### YOUR GOAL
Reproduce all of the entries below word for word, leaving out the pictures.

### PROVIDED DATA
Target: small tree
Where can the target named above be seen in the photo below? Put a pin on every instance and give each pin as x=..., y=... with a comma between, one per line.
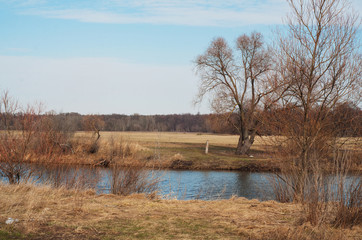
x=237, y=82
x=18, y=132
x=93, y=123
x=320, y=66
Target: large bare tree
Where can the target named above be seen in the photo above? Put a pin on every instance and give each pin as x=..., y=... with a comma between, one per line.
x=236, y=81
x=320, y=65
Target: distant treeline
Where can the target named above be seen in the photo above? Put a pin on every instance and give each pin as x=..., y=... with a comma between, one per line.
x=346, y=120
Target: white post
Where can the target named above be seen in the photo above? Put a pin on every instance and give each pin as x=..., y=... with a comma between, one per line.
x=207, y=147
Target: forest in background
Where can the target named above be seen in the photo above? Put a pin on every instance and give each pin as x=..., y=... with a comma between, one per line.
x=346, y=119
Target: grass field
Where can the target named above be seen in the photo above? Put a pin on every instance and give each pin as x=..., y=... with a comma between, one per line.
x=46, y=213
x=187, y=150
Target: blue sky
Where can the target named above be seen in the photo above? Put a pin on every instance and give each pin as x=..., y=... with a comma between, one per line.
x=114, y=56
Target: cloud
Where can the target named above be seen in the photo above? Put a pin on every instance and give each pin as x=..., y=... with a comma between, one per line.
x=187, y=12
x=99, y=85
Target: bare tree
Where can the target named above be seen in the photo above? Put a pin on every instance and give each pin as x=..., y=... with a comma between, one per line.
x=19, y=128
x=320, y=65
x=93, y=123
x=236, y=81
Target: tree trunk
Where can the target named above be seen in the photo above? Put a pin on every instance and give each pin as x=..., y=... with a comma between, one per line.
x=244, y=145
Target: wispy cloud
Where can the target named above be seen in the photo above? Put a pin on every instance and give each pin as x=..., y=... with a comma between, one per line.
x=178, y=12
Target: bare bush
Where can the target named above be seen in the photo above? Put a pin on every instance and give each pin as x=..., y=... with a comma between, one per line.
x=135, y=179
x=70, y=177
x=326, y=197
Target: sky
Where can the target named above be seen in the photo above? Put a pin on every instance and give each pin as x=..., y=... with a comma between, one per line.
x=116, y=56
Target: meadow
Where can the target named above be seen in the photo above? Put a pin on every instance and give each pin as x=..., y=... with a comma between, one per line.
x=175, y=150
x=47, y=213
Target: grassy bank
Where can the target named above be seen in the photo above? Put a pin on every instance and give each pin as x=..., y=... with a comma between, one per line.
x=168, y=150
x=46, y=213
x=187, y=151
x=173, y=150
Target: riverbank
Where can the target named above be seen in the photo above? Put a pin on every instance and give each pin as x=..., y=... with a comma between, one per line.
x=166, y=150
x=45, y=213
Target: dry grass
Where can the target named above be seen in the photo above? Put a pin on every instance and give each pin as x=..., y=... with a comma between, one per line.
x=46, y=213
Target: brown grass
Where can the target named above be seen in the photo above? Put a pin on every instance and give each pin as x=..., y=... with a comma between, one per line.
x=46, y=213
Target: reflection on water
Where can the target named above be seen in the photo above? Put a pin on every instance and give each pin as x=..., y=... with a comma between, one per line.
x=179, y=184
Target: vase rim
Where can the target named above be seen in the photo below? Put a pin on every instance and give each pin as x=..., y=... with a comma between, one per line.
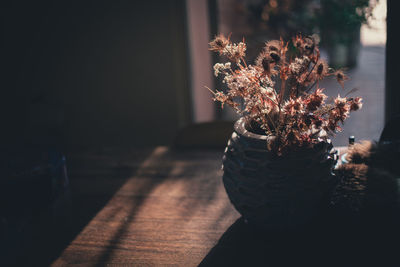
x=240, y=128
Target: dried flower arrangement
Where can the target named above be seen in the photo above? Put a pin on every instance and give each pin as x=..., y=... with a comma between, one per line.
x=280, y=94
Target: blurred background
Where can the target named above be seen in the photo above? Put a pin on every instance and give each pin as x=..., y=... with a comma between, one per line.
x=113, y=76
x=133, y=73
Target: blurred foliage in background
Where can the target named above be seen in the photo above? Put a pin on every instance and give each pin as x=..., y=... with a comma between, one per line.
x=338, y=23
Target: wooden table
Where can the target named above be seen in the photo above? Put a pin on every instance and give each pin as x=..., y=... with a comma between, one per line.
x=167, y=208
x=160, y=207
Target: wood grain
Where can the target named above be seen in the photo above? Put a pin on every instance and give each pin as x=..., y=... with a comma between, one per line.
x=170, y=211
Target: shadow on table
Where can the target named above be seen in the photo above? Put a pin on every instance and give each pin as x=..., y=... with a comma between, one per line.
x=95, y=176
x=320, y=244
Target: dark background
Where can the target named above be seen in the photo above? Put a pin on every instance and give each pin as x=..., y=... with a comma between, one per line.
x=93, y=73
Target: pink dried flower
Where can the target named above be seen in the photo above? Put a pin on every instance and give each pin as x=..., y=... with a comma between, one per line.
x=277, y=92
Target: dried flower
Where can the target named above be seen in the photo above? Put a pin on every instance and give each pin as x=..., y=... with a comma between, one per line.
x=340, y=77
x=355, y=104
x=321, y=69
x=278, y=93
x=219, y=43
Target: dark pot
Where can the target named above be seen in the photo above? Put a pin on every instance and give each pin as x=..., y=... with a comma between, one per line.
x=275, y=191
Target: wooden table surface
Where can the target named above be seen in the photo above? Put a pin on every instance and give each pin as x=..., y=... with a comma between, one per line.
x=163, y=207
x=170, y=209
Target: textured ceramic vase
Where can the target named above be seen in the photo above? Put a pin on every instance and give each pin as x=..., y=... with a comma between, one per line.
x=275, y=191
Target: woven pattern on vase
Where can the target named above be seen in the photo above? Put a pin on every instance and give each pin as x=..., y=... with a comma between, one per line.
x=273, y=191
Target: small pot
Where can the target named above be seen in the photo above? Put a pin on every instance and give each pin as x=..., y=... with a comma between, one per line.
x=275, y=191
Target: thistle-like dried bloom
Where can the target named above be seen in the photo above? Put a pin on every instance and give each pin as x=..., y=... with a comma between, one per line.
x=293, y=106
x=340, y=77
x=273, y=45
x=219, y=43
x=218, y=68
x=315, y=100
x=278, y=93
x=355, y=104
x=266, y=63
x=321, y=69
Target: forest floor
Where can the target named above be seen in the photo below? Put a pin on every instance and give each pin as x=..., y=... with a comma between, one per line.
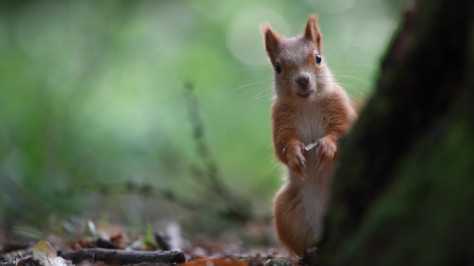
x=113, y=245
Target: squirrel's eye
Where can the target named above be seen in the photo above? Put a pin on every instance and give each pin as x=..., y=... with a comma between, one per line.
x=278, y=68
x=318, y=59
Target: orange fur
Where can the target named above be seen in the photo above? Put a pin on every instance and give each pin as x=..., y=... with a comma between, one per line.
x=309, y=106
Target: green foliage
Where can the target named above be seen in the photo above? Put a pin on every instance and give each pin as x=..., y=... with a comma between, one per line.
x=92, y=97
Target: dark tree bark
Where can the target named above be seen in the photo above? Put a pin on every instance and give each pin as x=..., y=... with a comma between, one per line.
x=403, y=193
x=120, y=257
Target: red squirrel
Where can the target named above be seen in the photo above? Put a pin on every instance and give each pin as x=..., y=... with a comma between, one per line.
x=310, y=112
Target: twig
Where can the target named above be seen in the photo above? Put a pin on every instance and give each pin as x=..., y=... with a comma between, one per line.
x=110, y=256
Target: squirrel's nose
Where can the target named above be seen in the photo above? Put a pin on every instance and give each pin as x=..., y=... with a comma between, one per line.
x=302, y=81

### SOLVED PROBLEM
Target: small tree
Where can the target named above be seen in the photo below? Put a pin on every instance and give each pin as x=..., y=... with a comma between, one per line.
x=237, y=82
x=18, y=132
x=93, y=123
x=320, y=66
Target: large bare tree
Where can the target named above be seen in the photo above? Put a pin on every instance and give each pin as x=..., y=... with a comma between, one per line.
x=236, y=81
x=320, y=65
Target: distant treeline
Where can the target named above be seen in the photo above? Put a pin on every instance and give each pin as x=..., y=... with a comma between, one per line.
x=346, y=120
Target: white post
Where can the target named above be seen in the photo above? Put a pin on every instance and give each pin as x=..., y=... with a comma between, one per line.
x=207, y=147
Target: forest in background
Where can the target named above be seen in the photo above? Put a pin on every instance and give each pin as x=..., y=... with a comma between, one per line.
x=346, y=119
Target: grass field
Where can the target named above be seen in the photo above? Put a pin on every instance and give each pin as x=..., y=... with a comma between, one per line.
x=46, y=213
x=187, y=150
Target: blue sky
Where can the target named above be seen in the photo above? Put a pin on every instance and give each pin as x=..., y=... with a comma between, one per line.
x=114, y=56
Target: cloud
Where can the target named above be seen in the photo above? Put a pin on every instance and give each pin as x=..., y=... with a comma between, one per line.
x=187, y=12
x=99, y=85
Target: bare tree
Where can the target named above be seen in the photo above? Put a pin on every instance and give each pin as x=..., y=... with a comma between, one per line.
x=19, y=128
x=320, y=65
x=93, y=123
x=236, y=81
Target: tree trunk
Where can the target named above be seen in the photo above? Put a pin on every instance and give each pin as x=..., y=... with a comma between, one per line.
x=244, y=145
Target: wispy cloud
Where can the target named above be seen in the photo above? Put a pin on every instance and give each pin as x=..., y=... with a comma between, one per line.
x=178, y=12
Target: bare bush
Where can the target named above be seen in the photo above? Put a pin on every instance and give each pin as x=..., y=... with a comma between, one per line.
x=135, y=179
x=70, y=177
x=326, y=197
Target: sky
Where can the target named above be seen in the photo above? Put a pin on every instance and give each pin as x=..., y=... with a comma between, one per line.
x=116, y=56
Target: meadow
Where can the target named above be seen in the photo above? Put a pin on every instance and give each pin as x=..., y=... with a comma between, one per line.
x=175, y=150
x=47, y=213
Target: grassy bank
Where can the target named above be seen in the photo above? Put a pin on every instance and give each pin as x=..., y=... with a comma between, one per line.
x=168, y=150
x=46, y=213
x=187, y=151
x=173, y=150
Target: riverbank
Where can the target named above be seen in the photo above? Put a pin on every instance and give each pin as x=..., y=... with a comma between, one per line.
x=166, y=150
x=45, y=213
Target: dry grass
Where can the target named above be seen in the photo above? Put a pin on every instance and give each pin as x=..., y=... with a comma between, one per line.
x=46, y=213
Target: brown grass
Where can the target named above be seen in the photo above? Put a pin on every instance and give each pin as x=..., y=... with a comma between, one per line.
x=46, y=213
Target: reflection on water
Where can the target named above be seen in the photo above? Put a pin on every instance and give each pin as x=..., y=... with a comma between, one per line.
x=179, y=184
Target: vase rim
Where can the target named above be seen in the photo below? Put a pin on every instance and give each pin as x=..., y=... with a comma between, one per line.
x=240, y=128
Target: dried flower arrangement
Where can the target named above be seen in the photo above? Put a pin on every instance and give each pin as x=..., y=... with a comma between, one per line.
x=280, y=94
Target: blurred background
Where can the target named above be seen in the photo above? Put a pin on every instance and give each pin as x=..., y=... with a comma between, one per line.
x=113, y=76
x=133, y=73
Target: blurred foliage in background
Where can the target named above be seen in the photo above? Put a pin on every instance and give each pin as x=..., y=... with a comma between, one per line.
x=338, y=23
Target: wooden table
Where can the target named above be seen in the photo above? Put a pin on every instance and give each pin as x=..., y=... with a comma between, one per line.
x=167, y=208
x=160, y=207
Target: wood grain
Where can the target named above be seen in the photo above? Put a pin on every instance and give each pin as x=..., y=... with a comma between, one per line.
x=170, y=211
Target: shadow on table
Where can the target named above be seen in the photo above? Put a pin on every instance and give each pin as x=..., y=... with a comma between, one per line.
x=95, y=176
x=320, y=244
Target: dark background
Where can the target named above be seen in the photo above? Put a pin on every instance and give each pin as x=..., y=... with a comma between, one per line.
x=93, y=73
Target: pink dried flower
Where can the target named above be seen in the photo above? Put a pin on every instance and give each pin as x=..., y=... with a comma between, one per line.
x=277, y=92
Target: dried flower
Where can the target named above be seen in the photo above? Put a pin on every instance and give each pin as x=..., y=... with a comma between, one per line.
x=340, y=77
x=355, y=104
x=321, y=69
x=278, y=93
x=219, y=43
Target: dark pot
Where can the target named above be seen in the photo above? Put a pin on every instance and give each pin as x=..., y=... with a comma between, one per line.
x=275, y=191
Target: wooden table surface
Where can the target named above be seen in the photo above? Put a pin on every instance and give each pin as x=..., y=... with a comma between, one per line.
x=163, y=207
x=170, y=209
Target: textured ceramic vase
Where can the target named above be seen in the photo above? Put a pin on every instance and give each pin as x=..., y=... with a comma between, one per line.
x=275, y=191
Target: woven pattern on vase
Where can the target named above be seen in the photo above? Put a pin on every instance and give each pin as x=..., y=... with a comma between, one per line.
x=273, y=191
Target: small pot
Where can the target named above be seen in the photo above? Put a pin on every instance and give each pin as x=..., y=... with a comma between, one per line.
x=275, y=191
Target: thistle-like dried bloom
Where can the target named above be seen in the photo above? Put a pin on every instance and give each pin as x=..., y=... with a comma between, one per line.
x=293, y=106
x=340, y=77
x=273, y=45
x=219, y=43
x=218, y=68
x=315, y=100
x=278, y=93
x=355, y=104
x=266, y=63
x=321, y=69
Target: forest floor
Where can the target named above be seen in the photo below? Put a pin on every instance and give each pin as x=..., y=... with a comma between, one per line.
x=113, y=245
Target: squirrel's eye
Where can the target named above be seen in the photo above? Put a pin on every instance and give each pin as x=..., y=... with a comma between, one per line.
x=278, y=68
x=318, y=59
Target: orange fur
Where can the target named above be seen in the photo above? Put a pin on every instance and give each pin as x=..., y=... with a comma between, one per line.
x=309, y=106
Target: green foliage
Where can the target named above be seen in the photo above? Put a pin on every instance and give each pin as x=..., y=... with a comma between, one per line.
x=92, y=97
Target: dark tree bark
Where can the target named above be seen in the photo above? Put a pin on every instance and give each pin as x=..., y=... with a comma between, one per line.
x=403, y=193
x=120, y=257
Target: red squirrel
Where can the target named above be seen in the photo above? Put a pin on every instance and give each pin as x=..., y=... with a comma between, one per line.
x=310, y=112
Target: twig
Where can the target named above be seen in the photo above? Put a pin on every instance and give each pin as x=..., y=... with a comma between, one per line.
x=110, y=256
Target: squirrel's nose
Where can the target named above be seen in the photo above? Put a pin on every instance and give each pin as x=..., y=... with a comma between, one per line.
x=302, y=81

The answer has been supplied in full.